Problem statement
Return the listing below exactly, with the pictures dropped.

Point placement records
*-*-*
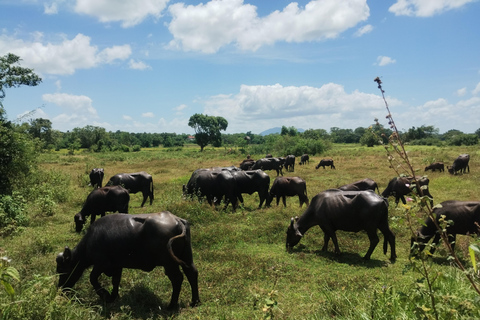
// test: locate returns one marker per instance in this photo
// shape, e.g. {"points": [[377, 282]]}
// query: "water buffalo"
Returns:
{"points": [[213, 184], [304, 159], [290, 163], [270, 164], [365, 184], [140, 241], [465, 216], [352, 211], [252, 181], [399, 187], [460, 164], [247, 164], [288, 186], [96, 177], [135, 182], [436, 166], [325, 163], [99, 201]]}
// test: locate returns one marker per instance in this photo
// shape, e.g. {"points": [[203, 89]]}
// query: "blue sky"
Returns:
{"points": [[148, 65]]}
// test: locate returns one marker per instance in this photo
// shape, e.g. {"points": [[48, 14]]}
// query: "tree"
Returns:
{"points": [[13, 76], [207, 129], [17, 152]]}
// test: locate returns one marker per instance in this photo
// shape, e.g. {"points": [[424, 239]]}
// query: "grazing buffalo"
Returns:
{"points": [[99, 201], [288, 186], [251, 181], [304, 159], [436, 166], [213, 184], [399, 187], [140, 241], [325, 163], [247, 164], [460, 164], [290, 163], [270, 164], [96, 177], [348, 211], [464, 217], [365, 184], [135, 182]]}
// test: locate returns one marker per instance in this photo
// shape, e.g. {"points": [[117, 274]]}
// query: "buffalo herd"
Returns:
{"points": [[144, 241]]}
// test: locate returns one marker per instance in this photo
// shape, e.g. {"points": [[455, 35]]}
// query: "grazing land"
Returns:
{"points": [[244, 269]]}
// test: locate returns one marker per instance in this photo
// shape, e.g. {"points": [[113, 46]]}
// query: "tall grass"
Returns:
{"points": [[244, 269]]}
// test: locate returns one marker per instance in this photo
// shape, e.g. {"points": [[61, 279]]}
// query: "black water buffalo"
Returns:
{"points": [[465, 216], [460, 164], [213, 184], [288, 186], [365, 184], [348, 211], [247, 164], [436, 166], [100, 201], [251, 181], [270, 164], [140, 241], [290, 163], [304, 159], [399, 187], [96, 177], [135, 182], [325, 163]]}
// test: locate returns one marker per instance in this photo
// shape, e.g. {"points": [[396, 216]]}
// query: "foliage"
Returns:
{"points": [[207, 129]]}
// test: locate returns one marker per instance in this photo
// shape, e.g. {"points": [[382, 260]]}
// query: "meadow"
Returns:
{"points": [[244, 269]]}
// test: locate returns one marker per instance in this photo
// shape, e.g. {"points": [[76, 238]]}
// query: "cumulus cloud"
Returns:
{"points": [[302, 107], [363, 30], [383, 61], [129, 13], [476, 90], [425, 8], [77, 110], [138, 65], [211, 26], [148, 115], [64, 57]]}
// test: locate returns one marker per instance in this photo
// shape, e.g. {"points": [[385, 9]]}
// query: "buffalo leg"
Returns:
{"points": [[94, 275], [176, 278], [373, 237], [192, 276]]}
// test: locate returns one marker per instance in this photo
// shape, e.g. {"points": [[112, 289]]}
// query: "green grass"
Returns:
{"points": [[241, 256]]}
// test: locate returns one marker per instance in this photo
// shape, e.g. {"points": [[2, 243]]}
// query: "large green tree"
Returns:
{"points": [[207, 129], [16, 150]]}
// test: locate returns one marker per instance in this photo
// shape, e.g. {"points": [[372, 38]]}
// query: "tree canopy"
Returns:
{"points": [[207, 129]]}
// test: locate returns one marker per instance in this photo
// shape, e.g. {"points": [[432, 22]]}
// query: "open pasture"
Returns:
{"points": [[244, 269]]}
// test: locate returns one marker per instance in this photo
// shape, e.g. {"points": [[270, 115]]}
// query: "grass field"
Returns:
{"points": [[244, 269]]}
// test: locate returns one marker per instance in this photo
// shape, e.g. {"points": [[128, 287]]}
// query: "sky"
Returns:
{"points": [[149, 65]]}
*-*-*
Output of the task
// test: locate returns one marker per instance in this photo
// shape, e.g. {"points": [[377, 282]]}
// query: "water buffalo"
Returns:
{"points": [[213, 184], [304, 159], [290, 163], [270, 164], [365, 184], [140, 241], [465, 216], [352, 211], [252, 181], [399, 187], [460, 164], [247, 164], [288, 186], [96, 177], [135, 182], [436, 166], [325, 163], [99, 201]]}
// test: locate returns one marker per instance in this photo
// shape, e.g. {"points": [[203, 89]]}
// query: "blue sky"
Returns:
{"points": [[148, 65]]}
// test: locate returns one marker per instance in this photo
// shape, e.g. {"points": [[48, 14]]}
// query: "tree"
Returns:
{"points": [[13, 76], [207, 129], [17, 152]]}
// test: locate returns one marker per instance in this photo
// shape, e.g. {"points": [[424, 239]]}
// query: "grazing buffalo"
Returns:
{"points": [[99, 201], [288, 186], [251, 181], [304, 159], [436, 166], [213, 184], [399, 187], [140, 241], [325, 163], [247, 164], [460, 164], [290, 163], [270, 164], [96, 177], [348, 211], [464, 217], [365, 184], [135, 182]]}
// test: locate returns one marker per instance in this photo
// shape, e.g. {"points": [[117, 274]]}
// query: "buffalo herd"
Returns:
{"points": [[144, 241]]}
// test: locate returns one marker per instance in this photo
// shape, e.g. {"points": [[455, 35]]}
// query: "grazing land"
Returns:
{"points": [[244, 269]]}
// test: locate returns one marker per instance in this photo
// shape, e.g. {"points": [[113, 46]]}
// query: "tall grass"
Returns:
{"points": [[244, 269]]}
// test: locate returns one marker per instance in this photo
// shape, e.g. {"points": [[61, 279]]}
// query: "black water buffalo"
Returns:
{"points": [[465, 216], [460, 164], [213, 184], [288, 186], [365, 184], [348, 211], [247, 164], [436, 166], [100, 201], [251, 181], [270, 164], [140, 241], [290, 163], [304, 159], [399, 187], [96, 177], [135, 182], [325, 163]]}
// test: locate returns one marker per instance in this photo
// shape, e.g. {"points": [[396, 216]]}
// query: "foliage"
Returns:
{"points": [[207, 129]]}
// test: locate returns one marker per instance in this photo
// shape, e.g. {"points": [[382, 260]]}
// query: "meadow"
Returns:
{"points": [[244, 269]]}
// test: locate returns one marker per instance in this photo
// shape, e.g. {"points": [[76, 238]]}
// query: "cumulus cloud"
Returns:
{"points": [[302, 107], [363, 30], [383, 61], [129, 13], [476, 90], [425, 8], [77, 110], [138, 65], [211, 26], [148, 115], [64, 57]]}
// test: locate returns one marker per instance in this photo
// shape, e.g. {"points": [[385, 9]]}
// query: "buffalo leg"
Returns:
{"points": [[94, 275], [176, 278], [373, 237], [192, 276]]}
// test: locate returns one marker per instance in this photo
// shape, e.g. {"points": [[112, 289]]}
// query: "green grass"
Returns:
{"points": [[241, 256]]}
// test: locate returns one marker per instance in this photo
// shape, e.g. {"points": [[2, 243]]}
// query: "large green tree"
Returns:
{"points": [[207, 129], [16, 150]]}
// test: locate returns one marker per instance in this photo
// shape, e.g. {"points": [[372, 38]]}
// query: "tree canopy"
Returns:
{"points": [[207, 129]]}
// test: locate returns one marker per instance in this photo
// shape, e.g. {"points": [[432, 22]]}
// query: "open pasture"
Returns:
{"points": [[244, 269]]}
// test: locate returns one marker per instance in this photo
// shape, e.g. {"points": [[270, 115]]}
// query: "grass field"
Returns:
{"points": [[244, 269]]}
// test: locate returns one marker per instance in this photo
// shape, e.g. {"points": [[128, 287]]}
// query: "sky"
Returns:
{"points": [[149, 65]]}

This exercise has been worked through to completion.